# What to produce:
For this listing, the lines between the one holding "Target: sofa cushion" and the one holding "Target: table leg", inclusive, must be set down exactly.

# Data excerpts:
::::::::::

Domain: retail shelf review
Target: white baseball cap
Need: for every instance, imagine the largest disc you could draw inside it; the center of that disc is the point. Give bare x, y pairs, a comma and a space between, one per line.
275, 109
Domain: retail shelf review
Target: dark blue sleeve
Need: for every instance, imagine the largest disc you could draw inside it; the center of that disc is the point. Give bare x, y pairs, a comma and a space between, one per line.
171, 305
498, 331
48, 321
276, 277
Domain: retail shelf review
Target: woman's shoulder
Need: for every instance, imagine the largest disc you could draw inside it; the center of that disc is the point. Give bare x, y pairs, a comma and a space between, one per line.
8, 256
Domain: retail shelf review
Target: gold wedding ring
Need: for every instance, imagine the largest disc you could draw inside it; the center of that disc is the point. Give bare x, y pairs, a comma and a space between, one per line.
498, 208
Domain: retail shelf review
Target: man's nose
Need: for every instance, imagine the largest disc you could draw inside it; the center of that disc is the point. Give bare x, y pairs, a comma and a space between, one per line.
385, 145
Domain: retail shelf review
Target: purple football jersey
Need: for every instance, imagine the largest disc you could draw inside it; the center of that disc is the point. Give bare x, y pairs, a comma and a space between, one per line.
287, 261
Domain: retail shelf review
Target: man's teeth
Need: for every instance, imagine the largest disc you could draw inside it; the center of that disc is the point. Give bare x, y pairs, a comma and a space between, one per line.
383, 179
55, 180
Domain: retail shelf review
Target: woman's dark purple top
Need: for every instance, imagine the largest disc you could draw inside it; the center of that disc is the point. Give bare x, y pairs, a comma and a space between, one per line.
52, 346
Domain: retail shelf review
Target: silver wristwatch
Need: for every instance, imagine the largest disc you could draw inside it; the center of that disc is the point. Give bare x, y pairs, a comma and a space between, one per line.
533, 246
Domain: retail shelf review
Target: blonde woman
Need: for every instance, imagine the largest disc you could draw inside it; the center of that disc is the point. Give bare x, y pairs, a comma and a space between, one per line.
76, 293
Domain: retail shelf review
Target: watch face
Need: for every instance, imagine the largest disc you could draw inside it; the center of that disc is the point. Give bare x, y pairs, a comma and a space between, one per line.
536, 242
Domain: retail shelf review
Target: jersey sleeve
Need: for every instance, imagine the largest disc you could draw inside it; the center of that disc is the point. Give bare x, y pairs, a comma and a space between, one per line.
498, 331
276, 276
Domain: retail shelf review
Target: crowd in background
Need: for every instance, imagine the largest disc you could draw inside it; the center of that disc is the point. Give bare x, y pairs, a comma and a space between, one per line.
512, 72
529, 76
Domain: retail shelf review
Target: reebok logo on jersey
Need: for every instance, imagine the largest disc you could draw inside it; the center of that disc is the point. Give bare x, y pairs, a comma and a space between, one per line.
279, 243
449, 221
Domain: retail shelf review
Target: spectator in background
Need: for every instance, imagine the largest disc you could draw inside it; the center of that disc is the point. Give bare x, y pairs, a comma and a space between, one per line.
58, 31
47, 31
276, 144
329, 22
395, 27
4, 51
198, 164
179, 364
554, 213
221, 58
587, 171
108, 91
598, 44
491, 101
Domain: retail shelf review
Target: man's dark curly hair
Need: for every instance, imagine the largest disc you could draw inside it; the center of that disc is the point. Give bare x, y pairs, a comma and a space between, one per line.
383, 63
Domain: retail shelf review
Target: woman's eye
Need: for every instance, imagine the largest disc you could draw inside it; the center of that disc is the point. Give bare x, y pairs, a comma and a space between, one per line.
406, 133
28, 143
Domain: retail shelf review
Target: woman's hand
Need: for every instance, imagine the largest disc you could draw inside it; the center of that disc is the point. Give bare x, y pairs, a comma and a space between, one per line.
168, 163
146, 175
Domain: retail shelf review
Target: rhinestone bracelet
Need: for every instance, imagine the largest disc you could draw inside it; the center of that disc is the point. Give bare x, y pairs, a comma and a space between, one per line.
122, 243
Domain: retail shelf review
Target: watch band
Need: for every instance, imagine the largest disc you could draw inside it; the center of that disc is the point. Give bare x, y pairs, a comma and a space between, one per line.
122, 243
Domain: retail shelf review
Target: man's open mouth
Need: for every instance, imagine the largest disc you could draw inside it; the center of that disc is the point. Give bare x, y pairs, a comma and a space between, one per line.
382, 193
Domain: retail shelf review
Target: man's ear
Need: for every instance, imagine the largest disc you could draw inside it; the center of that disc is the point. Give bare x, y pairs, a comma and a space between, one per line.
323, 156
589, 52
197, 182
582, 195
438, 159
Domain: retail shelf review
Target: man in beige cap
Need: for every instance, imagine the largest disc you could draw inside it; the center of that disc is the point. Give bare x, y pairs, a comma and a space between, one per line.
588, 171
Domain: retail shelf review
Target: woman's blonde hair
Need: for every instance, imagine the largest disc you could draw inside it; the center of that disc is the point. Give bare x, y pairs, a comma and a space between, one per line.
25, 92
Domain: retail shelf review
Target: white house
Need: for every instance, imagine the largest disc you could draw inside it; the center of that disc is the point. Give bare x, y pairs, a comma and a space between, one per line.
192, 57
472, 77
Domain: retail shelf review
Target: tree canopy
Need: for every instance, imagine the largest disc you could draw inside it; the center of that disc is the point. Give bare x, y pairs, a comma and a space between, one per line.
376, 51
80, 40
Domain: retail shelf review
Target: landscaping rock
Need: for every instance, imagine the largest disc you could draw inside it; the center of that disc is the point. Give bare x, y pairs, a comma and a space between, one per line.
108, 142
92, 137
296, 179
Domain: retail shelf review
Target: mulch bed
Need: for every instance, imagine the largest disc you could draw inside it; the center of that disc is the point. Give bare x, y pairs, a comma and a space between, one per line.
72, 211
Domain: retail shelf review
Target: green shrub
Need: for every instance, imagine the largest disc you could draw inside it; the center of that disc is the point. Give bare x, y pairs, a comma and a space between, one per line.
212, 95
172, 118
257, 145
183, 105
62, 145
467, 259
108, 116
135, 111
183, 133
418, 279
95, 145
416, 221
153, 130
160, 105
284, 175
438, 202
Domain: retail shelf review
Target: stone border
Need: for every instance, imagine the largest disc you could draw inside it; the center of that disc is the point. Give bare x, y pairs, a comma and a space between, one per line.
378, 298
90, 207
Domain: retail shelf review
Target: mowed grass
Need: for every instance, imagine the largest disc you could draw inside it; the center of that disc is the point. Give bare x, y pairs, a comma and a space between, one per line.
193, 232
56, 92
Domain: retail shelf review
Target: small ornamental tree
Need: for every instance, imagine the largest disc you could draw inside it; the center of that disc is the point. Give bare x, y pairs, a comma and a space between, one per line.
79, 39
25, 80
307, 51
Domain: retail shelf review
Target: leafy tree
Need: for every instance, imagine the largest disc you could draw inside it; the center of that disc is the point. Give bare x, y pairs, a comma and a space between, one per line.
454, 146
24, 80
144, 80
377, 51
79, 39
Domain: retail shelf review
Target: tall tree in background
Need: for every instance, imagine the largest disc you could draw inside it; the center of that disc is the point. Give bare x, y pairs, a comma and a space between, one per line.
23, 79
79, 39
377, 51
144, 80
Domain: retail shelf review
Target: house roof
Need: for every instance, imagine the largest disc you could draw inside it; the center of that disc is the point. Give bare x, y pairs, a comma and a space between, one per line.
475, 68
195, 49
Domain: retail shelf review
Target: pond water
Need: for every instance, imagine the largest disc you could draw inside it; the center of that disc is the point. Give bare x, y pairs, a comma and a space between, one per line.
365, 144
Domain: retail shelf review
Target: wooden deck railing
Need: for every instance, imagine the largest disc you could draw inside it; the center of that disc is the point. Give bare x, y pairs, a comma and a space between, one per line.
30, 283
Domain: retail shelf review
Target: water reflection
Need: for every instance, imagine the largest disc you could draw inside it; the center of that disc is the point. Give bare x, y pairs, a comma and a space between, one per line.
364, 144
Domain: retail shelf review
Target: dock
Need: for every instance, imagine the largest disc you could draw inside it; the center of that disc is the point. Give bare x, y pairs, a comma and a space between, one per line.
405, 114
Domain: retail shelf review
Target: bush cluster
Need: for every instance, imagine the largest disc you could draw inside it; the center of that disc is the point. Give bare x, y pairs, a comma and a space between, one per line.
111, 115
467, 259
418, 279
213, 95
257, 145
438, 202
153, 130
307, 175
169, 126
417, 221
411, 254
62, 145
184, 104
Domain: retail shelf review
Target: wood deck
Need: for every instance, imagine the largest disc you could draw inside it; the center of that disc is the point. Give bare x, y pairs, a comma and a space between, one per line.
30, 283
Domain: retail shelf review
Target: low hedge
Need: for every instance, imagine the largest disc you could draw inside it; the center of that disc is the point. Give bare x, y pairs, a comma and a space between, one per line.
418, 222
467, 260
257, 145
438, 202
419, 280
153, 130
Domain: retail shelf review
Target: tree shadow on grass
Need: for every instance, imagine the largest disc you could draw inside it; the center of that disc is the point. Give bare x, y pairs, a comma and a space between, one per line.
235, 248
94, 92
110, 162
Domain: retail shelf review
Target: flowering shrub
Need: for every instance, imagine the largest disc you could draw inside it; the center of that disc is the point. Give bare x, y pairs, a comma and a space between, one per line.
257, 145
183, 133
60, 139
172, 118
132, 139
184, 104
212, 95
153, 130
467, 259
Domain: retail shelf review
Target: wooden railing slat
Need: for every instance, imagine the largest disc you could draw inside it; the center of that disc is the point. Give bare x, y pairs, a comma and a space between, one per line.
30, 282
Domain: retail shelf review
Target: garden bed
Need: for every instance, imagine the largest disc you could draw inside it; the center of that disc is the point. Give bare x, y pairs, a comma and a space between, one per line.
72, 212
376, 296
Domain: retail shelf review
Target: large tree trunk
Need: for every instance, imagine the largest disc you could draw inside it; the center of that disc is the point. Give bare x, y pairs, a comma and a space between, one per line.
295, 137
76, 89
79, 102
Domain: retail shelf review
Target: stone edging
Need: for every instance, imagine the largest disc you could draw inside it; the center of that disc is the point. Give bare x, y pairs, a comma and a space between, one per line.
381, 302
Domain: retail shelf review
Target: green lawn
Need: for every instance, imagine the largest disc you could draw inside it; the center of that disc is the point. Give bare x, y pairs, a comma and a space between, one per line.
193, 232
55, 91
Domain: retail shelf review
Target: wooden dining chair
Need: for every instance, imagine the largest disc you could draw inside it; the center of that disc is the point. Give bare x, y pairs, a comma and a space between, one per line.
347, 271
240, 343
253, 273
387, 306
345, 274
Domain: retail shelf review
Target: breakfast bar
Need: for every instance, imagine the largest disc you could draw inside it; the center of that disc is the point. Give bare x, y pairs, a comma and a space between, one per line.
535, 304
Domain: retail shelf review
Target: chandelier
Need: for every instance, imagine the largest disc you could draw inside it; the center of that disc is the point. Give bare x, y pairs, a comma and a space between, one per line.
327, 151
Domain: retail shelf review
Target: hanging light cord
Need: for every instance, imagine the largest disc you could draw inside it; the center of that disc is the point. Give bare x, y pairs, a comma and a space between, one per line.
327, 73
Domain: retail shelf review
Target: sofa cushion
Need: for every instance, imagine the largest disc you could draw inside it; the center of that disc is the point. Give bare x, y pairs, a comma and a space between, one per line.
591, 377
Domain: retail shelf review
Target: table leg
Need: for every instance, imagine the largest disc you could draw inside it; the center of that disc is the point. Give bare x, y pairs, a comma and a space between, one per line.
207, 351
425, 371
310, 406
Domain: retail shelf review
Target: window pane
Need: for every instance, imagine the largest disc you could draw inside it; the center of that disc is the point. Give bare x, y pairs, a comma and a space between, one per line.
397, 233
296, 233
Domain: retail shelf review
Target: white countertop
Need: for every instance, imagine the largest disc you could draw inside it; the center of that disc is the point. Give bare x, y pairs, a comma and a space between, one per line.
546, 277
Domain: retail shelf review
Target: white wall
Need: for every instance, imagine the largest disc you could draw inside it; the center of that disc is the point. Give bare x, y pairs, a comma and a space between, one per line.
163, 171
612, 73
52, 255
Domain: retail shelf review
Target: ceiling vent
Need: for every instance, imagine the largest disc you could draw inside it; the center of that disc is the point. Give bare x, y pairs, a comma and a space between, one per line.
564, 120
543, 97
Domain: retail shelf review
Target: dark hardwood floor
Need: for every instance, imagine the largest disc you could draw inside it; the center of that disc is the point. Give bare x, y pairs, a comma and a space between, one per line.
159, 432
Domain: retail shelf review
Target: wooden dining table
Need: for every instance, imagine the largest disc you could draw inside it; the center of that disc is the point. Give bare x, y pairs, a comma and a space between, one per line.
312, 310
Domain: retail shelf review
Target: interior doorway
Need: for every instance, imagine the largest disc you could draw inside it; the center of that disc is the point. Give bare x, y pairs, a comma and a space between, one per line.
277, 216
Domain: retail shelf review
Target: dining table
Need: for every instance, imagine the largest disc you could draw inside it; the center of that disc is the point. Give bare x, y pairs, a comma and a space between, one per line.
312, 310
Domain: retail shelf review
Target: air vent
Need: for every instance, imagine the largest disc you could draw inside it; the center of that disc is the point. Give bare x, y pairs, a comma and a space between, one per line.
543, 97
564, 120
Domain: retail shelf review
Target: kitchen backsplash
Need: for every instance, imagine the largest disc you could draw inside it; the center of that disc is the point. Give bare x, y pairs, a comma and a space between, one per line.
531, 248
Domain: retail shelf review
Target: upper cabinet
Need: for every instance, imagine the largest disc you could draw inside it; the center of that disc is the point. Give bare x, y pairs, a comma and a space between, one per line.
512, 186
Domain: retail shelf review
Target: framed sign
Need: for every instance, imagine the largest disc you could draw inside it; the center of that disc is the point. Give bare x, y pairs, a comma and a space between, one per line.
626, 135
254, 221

::::::::::

# Task solution:
Target: sofa cushion
Need: for every instance, imagine the largest disc you could draw inside it; the center of that disc is the point. Give bare x, y pairs, a comma and a space between, one per line.
591, 377
Domain: retail shelf review
Target: table leg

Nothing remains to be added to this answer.